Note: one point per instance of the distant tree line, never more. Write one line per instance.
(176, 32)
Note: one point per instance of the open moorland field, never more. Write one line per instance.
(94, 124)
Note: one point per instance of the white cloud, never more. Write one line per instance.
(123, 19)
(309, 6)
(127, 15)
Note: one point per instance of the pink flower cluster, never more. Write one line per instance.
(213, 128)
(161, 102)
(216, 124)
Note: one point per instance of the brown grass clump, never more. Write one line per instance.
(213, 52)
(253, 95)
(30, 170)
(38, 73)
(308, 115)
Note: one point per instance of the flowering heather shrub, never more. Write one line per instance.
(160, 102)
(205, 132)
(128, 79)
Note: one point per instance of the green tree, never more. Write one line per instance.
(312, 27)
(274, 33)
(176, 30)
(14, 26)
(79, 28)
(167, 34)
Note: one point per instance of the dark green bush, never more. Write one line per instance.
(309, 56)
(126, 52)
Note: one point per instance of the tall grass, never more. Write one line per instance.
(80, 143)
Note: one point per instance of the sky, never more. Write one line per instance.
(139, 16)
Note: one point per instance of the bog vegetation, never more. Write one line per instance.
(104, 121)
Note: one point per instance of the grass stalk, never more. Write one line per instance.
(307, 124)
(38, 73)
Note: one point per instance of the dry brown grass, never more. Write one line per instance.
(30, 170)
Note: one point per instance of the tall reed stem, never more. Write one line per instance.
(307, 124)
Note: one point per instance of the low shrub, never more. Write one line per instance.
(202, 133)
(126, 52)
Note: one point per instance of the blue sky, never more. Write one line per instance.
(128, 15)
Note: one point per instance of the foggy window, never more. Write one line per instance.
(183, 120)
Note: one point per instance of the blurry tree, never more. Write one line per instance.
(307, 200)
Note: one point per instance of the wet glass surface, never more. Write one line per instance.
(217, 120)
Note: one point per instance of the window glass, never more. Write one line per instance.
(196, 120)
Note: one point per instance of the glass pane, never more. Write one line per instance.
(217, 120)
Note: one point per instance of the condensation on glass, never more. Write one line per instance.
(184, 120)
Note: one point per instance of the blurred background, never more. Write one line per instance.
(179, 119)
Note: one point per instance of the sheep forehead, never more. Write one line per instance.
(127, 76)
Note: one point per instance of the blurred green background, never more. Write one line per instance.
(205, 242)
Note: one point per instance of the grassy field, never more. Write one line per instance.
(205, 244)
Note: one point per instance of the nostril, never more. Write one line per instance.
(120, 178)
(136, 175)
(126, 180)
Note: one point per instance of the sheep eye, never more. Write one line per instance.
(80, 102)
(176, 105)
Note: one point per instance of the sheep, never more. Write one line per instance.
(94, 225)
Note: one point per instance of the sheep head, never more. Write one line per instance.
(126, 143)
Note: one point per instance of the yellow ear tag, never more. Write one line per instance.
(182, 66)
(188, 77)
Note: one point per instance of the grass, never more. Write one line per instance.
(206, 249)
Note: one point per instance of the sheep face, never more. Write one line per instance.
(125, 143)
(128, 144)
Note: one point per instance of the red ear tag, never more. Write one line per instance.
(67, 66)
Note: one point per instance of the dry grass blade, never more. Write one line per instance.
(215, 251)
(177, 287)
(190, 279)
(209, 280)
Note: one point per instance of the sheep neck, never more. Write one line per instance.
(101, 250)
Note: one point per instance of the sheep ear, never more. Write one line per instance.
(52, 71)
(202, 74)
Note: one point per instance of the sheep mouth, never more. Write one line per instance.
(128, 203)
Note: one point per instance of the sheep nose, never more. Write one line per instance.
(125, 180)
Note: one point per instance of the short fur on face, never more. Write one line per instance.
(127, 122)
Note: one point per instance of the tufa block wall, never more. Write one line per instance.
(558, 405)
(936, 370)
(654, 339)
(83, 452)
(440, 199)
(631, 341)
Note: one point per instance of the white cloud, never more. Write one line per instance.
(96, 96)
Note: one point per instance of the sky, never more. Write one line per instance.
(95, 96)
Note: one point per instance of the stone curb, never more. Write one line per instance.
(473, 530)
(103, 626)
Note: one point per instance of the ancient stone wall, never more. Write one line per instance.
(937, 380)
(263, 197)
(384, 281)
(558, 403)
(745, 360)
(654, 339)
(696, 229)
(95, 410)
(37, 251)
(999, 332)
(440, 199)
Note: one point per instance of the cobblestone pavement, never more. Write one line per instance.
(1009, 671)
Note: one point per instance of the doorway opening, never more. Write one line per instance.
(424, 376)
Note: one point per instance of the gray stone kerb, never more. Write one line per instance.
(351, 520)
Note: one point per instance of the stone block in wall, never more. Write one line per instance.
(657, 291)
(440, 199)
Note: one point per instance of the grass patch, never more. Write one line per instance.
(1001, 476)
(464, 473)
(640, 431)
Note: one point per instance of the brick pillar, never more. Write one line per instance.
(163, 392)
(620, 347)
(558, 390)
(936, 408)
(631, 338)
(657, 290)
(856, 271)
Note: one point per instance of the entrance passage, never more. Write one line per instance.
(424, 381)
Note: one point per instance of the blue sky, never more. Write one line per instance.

________________

Written problem:
Output each record exactly, leaving nothing out.

Correct output:
Note: one point per instance of the distant tree line, never more. Write one line per instance.
(176, 32)
Note: one point per instance of the open moorland field, never more. Write one line per instance.
(94, 124)
Note: one point per instance of the white cloud, never more. Write one line per instance.
(123, 19)
(309, 6)
(127, 15)
Note: one point per instance of the pink flower cluster, never more. Write one line per instance.
(213, 128)
(161, 102)
(216, 124)
Note: one point per instance of the brown grass clump, never more. Write one line per instance.
(213, 52)
(253, 95)
(30, 170)
(38, 73)
(308, 115)
Note: one point per instance of the flowering heather shrub, never more. Write one line per instance.
(160, 102)
(205, 132)
(128, 79)
Note: one point per instance of the green tree, never more. Write one line per instance.
(312, 27)
(274, 33)
(176, 30)
(14, 26)
(79, 28)
(167, 34)
Note: one point per instance of the dark green bush, never more. Write one line per instance.
(309, 56)
(126, 52)
Note: one point per instance of the tall grass, never more. Write one line per instance.
(80, 143)
Note: one point per instance of the sky, never more. Write one line per instance.
(139, 16)
Note: one point per instance of the bog vegetation, never more. Write one line per instance.
(104, 121)
Note: one point per instance of the grass stalk, never more. Write one line per instance.
(307, 124)
(38, 73)
Note: one point per instance of the dry brown grass, never more. Write one line per instance.
(30, 170)
Note: one point per instance of the tall reed stem, never more. Write one line per instance.
(307, 124)
Note: one point per instance of the low shrub, never more. Write one line per instance.
(202, 133)
(126, 52)
Note: one point per instance of the blue sky, never more. Write one line per instance.
(128, 15)
Note: one point per instance of the foggy window, never more. Write one line per instance.
(183, 120)
Note: one point per instance of the blurry tree, never more. Write one line per instance.
(307, 200)
Note: one point per instance of the wet glass surface, never more. Write one line per instance.
(217, 120)
Note: one point per instance of the window glass, never more. Write one line per instance.
(196, 120)
Note: one point per instance of the glass pane, never more. Write one line per instance.
(217, 120)
Note: one point per instance of the condensation on glass, never more. Write one line per instance.
(184, 120)
Note: one point per instance of the blurred background, never more. Write one line per instance.
(179, 119)
Note: one point per instance of the sheep forehead, never more. Write one line per instance.
(127, 76)
Note: one point per instance of the blurred green background, never more. Write one line per instance.
(205, 242)
Note: one point per instance of the grassy field, never more. Write one line per instance.
(205, 244)
Note: one point per instance of the nostril, never more. Write one line per instance.
(120, 178)
(136, 175)
(126, 180)
Note: one point per instance of the sheep eye, never more. Write one line per instance.
(80, 102)
(176, 105)
Note: one point per instance of the sheep, never more. Write one line per instance.
(94, 225)
Note: one point per instance of the sheep head, never more. Write one line per instance.
(126, 143)
Note: one point per instance of the yellow ear tag, never more. Write one line per instance.
(182, 66)
(188, 77)
Note: one point per instance of the grass, never more. Write one line per instance.
(206, 249)
Note: one point per instance of the sheep face, never more. Write one line per instance.
(125, 143)
(128, 144)
Note: one point per instance of the red ear tag, never more. Write one line per instance.
(67, 66)
Note: one point per instance of the dry grass blade, never more. Write one line per instance.
(215, 251)
(177, 287)
(190, 279)
(209, 280)
Note: one point per instance of the sheep neck, never more. Write one line per instance.
(101, 250)
Note: one point per instance of the sheep ear, never more. Write one line per instance.
(52, 71)
(202, 74)
Note: one point per instance of the sheep mouth, never more. Write one line per instance.
(128, 203)
Note: one point per instance of the sheep nose, never more. Write one line per instance.
(125, 180)
Note: one point per instance of the short fur on face, never more. Write one line per instance.
(127, 122)
Note: one point per instance of the tufa block wall, never more. Write one line per instance.
(558, 405)
(936, 370)
(654, 339)
(83, 452)
(440, 199)
(631, 341)
Note: one point per instance of the white cloud, never more. Write one line per instance.
(96, 96)
Note: one point per instance of the sky, never more. Write one line per instance.
(95, 96)
Note: one point per instance of the stone curb, never more. Write one line per instance.
(473, 530)
(103, 626)
Note: one point per instance of the ancient stone wall, never more. Write one line per instance.
(937, 380)
(263, 197)
(384, 281)
(558, 403)
(745, 360)
(654, 339)
(696, 229)
(95, 410)
(37, 251)
(999, 332)
(440, 199)
Note: one point per instance of the cobblestone pavement, never more. Write one line per instance.
(1009, 671)
Note: one point per instance of the doorway opening, never more. Write one line per instance.
(424, 376)
Note: one point per instance of the gray stone kerb, never more. Write one line per instance.
(351, 520)
Note: one point per instance of the stone block in wall, never more. Write one line per instance.
(657, 291)
(440, 199)
Note: one point per instance of the grass patch, never more. Write one line per instance.
(1001, 476)
(464, 473)
(640, 431)
Note: one point per instance of the brick pillar, never more. Write one line per instance.
(163, 392)
(620, 347)
(558, 390)
(936, 408)
(631, 338)
(657, 290)
(856, 271)
Note: one point per instance of the entrance passage, never more. Write one line per instance.
(424, 381)
Note: one point per instance of the blue sky, never more. Write one line per instance.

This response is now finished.